- [WHAT TO WORK ON]:
Print nothing except the lines of the listing below from the line with "get_bbox(man's dark jacket)" to the line with "get_bbox(concrete debris)", each exactly as written, both ends included.

- [RECORDED INFORMATION]:
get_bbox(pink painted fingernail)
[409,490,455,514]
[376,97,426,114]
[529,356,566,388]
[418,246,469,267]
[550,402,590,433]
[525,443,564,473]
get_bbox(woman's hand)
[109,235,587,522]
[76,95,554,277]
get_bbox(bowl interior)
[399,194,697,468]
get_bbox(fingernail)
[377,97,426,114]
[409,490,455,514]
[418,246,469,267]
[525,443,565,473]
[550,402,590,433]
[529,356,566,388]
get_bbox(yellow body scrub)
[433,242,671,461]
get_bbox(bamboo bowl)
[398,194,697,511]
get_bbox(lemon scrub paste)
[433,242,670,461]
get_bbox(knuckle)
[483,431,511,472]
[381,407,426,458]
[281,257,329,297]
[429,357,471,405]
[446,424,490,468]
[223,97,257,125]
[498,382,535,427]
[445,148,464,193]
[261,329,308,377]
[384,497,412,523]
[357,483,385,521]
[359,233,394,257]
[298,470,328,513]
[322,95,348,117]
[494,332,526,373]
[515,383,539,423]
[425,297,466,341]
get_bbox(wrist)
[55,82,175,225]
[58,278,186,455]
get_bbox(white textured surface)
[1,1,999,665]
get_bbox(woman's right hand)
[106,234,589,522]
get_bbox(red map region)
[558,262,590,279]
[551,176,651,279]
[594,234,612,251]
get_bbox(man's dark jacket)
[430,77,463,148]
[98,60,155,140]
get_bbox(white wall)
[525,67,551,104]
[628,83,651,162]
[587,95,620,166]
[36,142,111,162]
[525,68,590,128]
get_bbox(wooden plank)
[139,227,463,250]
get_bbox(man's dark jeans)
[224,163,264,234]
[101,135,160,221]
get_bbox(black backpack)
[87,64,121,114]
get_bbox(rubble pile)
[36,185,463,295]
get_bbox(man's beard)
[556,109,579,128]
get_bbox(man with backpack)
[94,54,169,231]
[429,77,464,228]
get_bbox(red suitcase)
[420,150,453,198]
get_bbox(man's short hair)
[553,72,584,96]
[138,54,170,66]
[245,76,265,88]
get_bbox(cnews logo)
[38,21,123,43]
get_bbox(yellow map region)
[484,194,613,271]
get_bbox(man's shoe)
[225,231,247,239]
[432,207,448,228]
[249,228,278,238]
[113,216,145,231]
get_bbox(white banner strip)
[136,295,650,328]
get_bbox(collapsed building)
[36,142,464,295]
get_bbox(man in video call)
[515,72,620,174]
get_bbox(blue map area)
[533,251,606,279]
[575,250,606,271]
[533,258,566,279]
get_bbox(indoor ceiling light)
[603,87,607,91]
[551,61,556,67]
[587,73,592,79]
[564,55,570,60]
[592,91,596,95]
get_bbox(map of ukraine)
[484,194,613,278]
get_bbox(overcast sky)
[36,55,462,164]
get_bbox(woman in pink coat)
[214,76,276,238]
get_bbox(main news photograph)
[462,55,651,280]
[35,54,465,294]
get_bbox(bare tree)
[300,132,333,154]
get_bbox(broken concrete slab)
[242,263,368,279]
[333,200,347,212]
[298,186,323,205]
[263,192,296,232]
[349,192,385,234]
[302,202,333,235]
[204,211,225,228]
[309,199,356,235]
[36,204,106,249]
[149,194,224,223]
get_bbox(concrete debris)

* * *

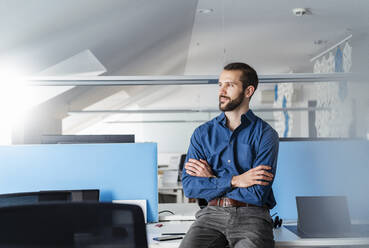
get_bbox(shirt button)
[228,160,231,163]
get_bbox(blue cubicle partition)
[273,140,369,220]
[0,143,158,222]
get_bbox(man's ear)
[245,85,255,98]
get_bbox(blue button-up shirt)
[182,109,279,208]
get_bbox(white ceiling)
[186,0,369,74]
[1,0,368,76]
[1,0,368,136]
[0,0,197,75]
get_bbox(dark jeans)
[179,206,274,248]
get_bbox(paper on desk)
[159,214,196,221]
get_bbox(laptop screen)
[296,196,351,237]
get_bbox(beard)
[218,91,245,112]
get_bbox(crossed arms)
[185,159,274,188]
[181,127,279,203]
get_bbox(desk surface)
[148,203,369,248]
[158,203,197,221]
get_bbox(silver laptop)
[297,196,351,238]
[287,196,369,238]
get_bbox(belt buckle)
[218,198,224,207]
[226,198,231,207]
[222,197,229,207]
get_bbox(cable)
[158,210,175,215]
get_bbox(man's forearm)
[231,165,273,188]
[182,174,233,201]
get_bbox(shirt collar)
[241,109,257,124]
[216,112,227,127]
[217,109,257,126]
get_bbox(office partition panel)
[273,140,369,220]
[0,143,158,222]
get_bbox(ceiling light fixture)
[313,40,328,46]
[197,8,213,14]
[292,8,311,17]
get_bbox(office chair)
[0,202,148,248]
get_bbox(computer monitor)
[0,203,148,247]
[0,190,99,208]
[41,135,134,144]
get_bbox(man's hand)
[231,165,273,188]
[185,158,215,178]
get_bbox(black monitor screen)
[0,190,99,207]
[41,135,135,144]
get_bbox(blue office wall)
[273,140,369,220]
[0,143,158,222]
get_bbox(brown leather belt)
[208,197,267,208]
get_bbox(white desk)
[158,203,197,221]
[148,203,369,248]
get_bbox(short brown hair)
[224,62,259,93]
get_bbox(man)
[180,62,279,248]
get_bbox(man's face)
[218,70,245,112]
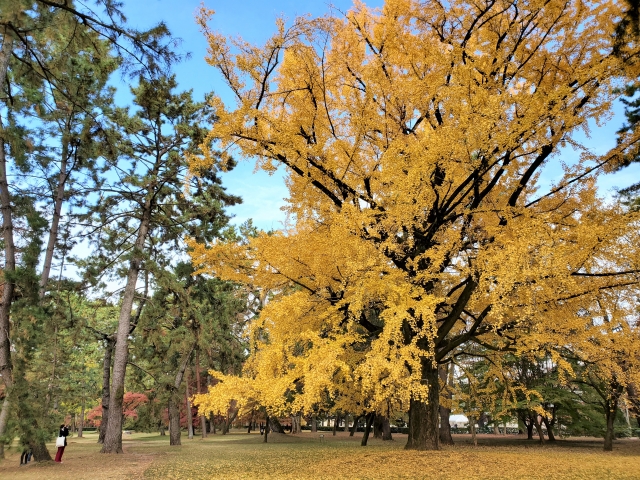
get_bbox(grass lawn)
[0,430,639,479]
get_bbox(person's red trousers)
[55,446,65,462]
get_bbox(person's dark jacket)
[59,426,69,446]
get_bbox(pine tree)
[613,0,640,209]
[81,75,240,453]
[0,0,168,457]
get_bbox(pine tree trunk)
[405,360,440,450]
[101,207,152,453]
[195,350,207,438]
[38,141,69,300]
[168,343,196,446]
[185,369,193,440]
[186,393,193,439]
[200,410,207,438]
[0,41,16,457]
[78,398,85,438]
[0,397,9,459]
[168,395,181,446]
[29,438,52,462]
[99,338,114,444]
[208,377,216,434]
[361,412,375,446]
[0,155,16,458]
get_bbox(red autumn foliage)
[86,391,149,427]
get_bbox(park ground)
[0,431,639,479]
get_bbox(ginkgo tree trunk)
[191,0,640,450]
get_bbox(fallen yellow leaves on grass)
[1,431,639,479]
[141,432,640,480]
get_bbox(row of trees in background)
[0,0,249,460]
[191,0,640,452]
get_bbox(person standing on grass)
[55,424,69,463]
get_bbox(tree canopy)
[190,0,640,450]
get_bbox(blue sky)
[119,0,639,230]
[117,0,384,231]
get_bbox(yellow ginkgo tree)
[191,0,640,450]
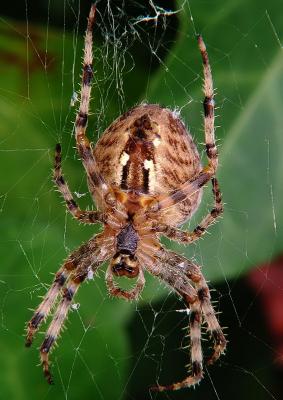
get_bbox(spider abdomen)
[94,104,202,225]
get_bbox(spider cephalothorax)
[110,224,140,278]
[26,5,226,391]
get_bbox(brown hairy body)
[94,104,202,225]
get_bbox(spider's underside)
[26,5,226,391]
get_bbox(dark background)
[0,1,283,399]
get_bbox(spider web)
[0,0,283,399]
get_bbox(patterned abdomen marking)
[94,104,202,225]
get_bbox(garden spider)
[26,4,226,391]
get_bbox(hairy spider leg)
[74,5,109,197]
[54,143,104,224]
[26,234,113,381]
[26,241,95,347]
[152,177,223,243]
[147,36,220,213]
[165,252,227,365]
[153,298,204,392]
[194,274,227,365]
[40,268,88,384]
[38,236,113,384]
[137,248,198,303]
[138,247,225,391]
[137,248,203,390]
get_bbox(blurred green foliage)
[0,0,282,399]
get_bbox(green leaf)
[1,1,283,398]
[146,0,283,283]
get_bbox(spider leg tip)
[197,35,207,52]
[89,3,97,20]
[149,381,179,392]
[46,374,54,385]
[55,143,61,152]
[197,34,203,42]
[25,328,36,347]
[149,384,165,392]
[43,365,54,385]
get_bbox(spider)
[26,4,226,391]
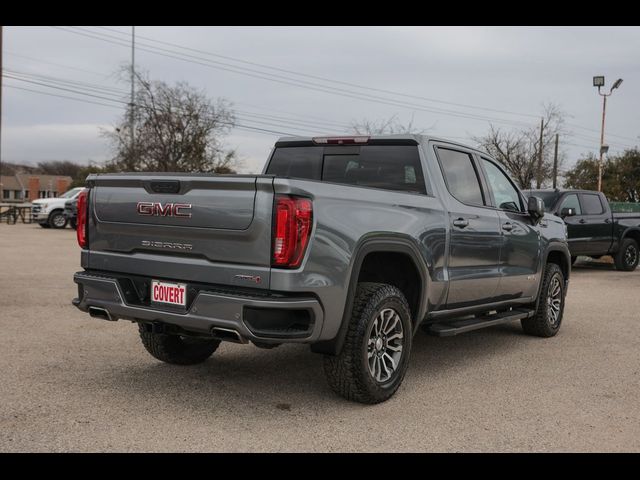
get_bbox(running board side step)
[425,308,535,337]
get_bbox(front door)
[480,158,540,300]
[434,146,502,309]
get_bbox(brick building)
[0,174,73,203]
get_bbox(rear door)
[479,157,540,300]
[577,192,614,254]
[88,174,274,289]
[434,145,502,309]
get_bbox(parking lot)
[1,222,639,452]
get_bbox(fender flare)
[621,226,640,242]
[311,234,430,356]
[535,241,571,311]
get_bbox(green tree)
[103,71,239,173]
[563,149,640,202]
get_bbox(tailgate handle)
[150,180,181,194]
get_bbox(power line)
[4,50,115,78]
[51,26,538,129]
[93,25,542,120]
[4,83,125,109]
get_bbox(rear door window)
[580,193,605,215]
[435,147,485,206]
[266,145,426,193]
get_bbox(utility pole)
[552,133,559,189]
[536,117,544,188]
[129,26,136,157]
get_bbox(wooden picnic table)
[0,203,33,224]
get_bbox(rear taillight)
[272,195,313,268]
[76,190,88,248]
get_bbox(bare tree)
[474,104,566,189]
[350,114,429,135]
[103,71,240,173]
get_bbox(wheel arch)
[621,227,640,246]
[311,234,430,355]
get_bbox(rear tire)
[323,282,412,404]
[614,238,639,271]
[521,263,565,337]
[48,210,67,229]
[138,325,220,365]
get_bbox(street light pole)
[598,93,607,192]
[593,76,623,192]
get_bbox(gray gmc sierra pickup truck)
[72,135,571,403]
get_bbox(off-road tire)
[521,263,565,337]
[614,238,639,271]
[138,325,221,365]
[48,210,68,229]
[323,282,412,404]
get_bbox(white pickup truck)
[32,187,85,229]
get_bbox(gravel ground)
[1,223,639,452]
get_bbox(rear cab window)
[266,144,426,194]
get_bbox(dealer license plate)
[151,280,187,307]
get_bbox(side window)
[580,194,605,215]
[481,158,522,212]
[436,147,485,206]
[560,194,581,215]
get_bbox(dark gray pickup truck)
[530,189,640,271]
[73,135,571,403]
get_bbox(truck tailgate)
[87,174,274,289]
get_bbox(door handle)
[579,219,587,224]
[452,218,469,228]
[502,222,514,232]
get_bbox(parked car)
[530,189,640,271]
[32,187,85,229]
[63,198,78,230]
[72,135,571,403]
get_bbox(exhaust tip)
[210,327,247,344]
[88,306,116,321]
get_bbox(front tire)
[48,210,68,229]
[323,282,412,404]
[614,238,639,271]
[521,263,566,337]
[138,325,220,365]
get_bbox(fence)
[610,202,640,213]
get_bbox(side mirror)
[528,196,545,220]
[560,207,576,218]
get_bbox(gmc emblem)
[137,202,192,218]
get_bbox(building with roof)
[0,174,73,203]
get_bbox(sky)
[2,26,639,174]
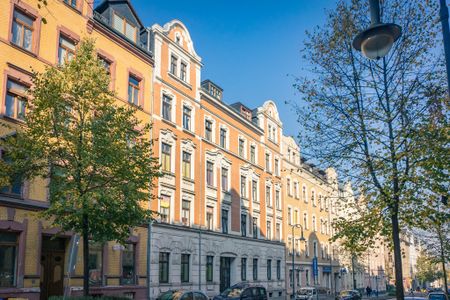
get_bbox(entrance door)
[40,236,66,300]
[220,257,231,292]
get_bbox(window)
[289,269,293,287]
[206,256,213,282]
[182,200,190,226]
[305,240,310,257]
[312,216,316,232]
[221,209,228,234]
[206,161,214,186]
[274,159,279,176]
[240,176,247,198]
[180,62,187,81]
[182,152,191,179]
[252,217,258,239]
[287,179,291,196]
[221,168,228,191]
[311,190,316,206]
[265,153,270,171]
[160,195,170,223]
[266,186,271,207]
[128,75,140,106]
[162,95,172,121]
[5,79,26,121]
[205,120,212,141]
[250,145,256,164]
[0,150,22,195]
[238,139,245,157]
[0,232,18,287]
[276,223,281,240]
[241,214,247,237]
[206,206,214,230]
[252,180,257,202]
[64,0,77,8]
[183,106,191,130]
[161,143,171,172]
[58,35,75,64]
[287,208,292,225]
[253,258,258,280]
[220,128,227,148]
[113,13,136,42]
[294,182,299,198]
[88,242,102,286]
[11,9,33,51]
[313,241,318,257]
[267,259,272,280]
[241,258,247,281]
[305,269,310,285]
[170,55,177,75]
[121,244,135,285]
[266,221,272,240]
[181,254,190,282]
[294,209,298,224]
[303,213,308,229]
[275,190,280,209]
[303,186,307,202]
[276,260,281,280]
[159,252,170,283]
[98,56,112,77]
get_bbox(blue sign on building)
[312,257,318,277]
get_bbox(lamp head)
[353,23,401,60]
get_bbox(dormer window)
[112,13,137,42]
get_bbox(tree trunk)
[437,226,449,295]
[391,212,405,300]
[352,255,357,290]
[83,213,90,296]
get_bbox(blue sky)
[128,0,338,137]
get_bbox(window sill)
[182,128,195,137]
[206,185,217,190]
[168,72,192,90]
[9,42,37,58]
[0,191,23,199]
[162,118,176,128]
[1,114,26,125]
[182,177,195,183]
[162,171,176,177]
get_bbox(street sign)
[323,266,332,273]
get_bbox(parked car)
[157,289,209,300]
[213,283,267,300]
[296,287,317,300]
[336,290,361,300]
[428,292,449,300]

---

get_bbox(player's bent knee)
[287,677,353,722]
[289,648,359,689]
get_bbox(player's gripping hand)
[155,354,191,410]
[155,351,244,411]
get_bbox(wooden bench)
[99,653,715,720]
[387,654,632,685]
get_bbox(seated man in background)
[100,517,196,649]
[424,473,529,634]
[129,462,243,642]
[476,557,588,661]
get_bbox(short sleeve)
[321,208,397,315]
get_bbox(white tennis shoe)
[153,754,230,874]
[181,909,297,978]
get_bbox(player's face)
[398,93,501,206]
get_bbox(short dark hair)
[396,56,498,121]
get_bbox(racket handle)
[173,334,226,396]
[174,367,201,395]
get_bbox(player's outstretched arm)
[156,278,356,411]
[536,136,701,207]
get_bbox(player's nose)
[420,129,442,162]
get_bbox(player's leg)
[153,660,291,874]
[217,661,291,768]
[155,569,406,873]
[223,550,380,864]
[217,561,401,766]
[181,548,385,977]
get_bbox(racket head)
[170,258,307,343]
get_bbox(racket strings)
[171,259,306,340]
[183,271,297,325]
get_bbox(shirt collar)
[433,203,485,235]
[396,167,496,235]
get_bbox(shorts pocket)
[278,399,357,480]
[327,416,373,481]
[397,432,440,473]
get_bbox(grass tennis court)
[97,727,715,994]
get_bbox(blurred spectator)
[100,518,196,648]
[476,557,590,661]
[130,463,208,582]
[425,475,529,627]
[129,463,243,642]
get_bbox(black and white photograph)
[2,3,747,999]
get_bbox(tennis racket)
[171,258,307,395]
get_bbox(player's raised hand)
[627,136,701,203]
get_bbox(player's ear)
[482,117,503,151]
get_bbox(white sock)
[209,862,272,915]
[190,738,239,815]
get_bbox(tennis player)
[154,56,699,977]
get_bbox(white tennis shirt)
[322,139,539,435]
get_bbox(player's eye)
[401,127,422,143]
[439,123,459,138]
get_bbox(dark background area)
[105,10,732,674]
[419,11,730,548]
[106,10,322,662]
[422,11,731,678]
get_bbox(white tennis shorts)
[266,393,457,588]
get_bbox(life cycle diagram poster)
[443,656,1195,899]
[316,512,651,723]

- [ANSWER AREA]:
get_bbox(man's dark jacket)
[430,77,463,148]
[98,60,155,140]
get_bbox(white wall)
[525,67,551,104]
[628,83,651,162]
[587,95,620,166]
[36,142,111,162]
[525,68,590,128]
get_bbox(wooden plank)
[139,227,463,250]
get_bbox(man's dark jeans)
[224,163,264,234]
[101,135,160,221]
get_bbox(black backpack)
[87,64,121,114]
get_bbox(rubble pile)
[36,185,463,295]
get_bbox(man's beard)
[556,109,579,128]
get_bbox(man with backpack)
[94,54,169,231]
[429,77,464,228]
get_bbox(red suitcase)
[420,150,453,198]
get_bbox(man's short hair)
[553,72,584,96]
[138,54,170,66]
[245,76,265,88]
get_bbox(cnews logo)
[38,21,123,43]
get_bbox(yellow map region)
[484,194,613,271]
get_bbox(man's shoe)
[225,231,247,239]
[432,207,448,228]
[249,228,278,238]
[113,216,145,231]
get_bbox(white banner strip)
[136,295,650,328]
get_bbox(collapsed building)
[36,142,464,295]
get_bbox(man in video call)
[515,72,620,174]
get_bbox(blue map area)
[533,251,606,279]
[575,250,606,271]
[533,258,566,279]
get_bbox(indoor ceiling light)
[603,87,607,91]
[551,61,556,67]
[587,73,592,79]
[564,55,570,60]
[592,91,596,95]
get_bbox(map of ukraine)
[484,194,613,278]
get_bbox(overcast sky)
[36,55,462,164]
get_bbox(woman in pink coat)
[214,76,276,238]
get_bbox(main news photograph)
[462,55,651,280]
[35,54,465,294]
get_bbox(bare tree)
[300,132,333,154]
get_bbox(broken concrete slab)
[242,263,368,279]
[333,200,347,212]
[298,186,323,205]
[263,192,296,232]
[349,192,385,234]
[302,202,333,235]
[204,211,225,228]
[309,199,356,235]
[36,204,106,249]
[149,194,224,223]
get_bbox(concrete debris)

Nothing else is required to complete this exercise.